Material provided >>
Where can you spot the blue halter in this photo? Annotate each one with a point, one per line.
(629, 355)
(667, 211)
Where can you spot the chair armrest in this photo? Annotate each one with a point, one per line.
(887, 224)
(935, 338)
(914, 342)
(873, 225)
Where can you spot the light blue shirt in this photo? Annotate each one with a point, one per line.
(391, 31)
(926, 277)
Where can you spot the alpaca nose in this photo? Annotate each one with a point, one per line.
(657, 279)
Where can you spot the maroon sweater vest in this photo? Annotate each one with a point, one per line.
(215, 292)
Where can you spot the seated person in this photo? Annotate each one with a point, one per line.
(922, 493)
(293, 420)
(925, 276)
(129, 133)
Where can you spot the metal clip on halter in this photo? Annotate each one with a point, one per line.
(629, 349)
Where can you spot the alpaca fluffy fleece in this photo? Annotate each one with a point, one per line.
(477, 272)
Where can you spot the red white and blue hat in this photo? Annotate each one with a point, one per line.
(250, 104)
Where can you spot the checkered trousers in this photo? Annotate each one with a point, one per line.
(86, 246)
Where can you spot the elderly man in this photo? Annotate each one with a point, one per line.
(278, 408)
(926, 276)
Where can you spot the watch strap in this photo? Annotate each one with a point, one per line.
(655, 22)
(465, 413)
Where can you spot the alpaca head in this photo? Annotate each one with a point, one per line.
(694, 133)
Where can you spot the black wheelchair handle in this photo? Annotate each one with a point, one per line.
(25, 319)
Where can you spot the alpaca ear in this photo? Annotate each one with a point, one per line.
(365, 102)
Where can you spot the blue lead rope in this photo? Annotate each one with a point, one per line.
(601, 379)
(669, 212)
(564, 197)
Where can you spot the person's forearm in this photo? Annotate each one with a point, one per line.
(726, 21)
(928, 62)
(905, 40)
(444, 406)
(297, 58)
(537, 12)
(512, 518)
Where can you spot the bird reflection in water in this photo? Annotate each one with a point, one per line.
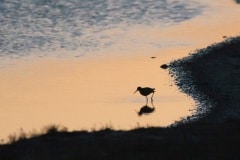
(146, 109)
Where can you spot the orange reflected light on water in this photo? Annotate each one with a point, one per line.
(94, 92)
(87, 94)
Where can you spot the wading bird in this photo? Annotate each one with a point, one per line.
(146, 91)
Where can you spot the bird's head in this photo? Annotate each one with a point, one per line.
(138, 89)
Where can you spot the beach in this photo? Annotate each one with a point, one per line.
(87, 102)
(209, 73)
(211, 76)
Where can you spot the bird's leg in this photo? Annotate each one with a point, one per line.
(152, 97)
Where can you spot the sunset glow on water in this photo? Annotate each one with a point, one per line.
(90, 88)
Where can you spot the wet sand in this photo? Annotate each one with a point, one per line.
(211, 73)
(211, 76)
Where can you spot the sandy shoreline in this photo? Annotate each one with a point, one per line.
(211, 77)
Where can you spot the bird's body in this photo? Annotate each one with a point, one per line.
(146, 91)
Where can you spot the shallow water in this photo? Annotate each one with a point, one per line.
(96, 90)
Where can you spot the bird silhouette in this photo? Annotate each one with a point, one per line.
(146, 91)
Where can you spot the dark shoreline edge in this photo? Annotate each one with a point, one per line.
(211, 76)
(202, 136)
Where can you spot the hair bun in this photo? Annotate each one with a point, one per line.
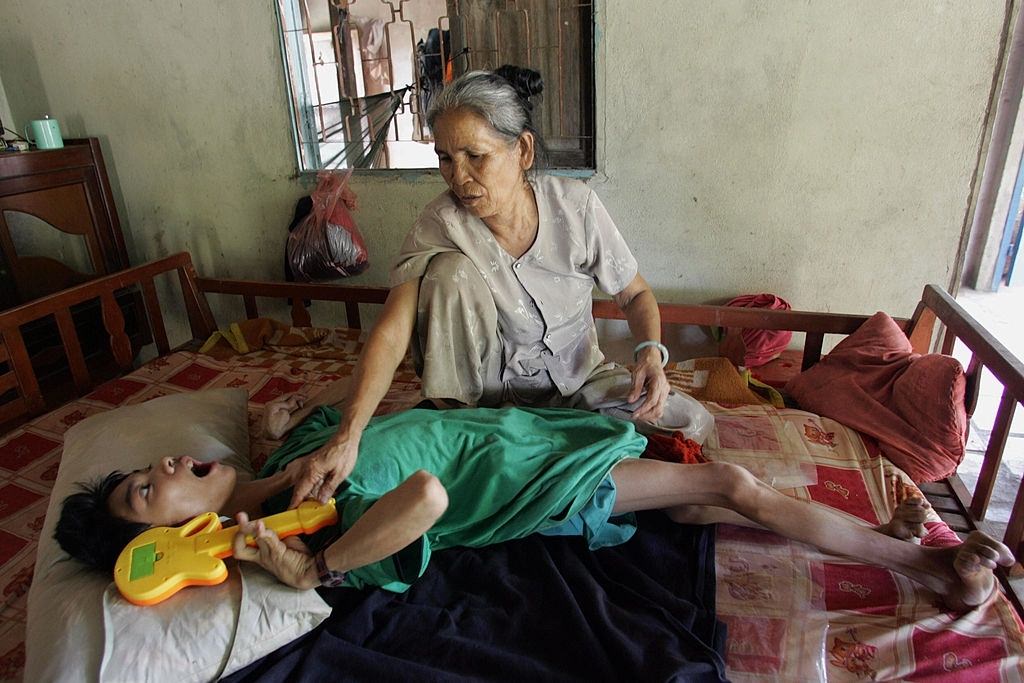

Given exercise >>
Edit the stretch from the record containing "Where can you spot the bird silhouette" through the end of the records so that "shoreline" becomes "coastline", keeping everything else unchanged. Omit the pictures from your answer.

Solved exercise >>
Where can you spot the bird silhouette in this photo? Annotate each one with a point, one per line.
(146, 91)
Where can you spot the dark coastline edge in this photo? Annotate each one with a point, one per line.
(211, 76)
(202, 136)
Where can you spot the hair bun in this photo? Annotate each one with a point, one per line.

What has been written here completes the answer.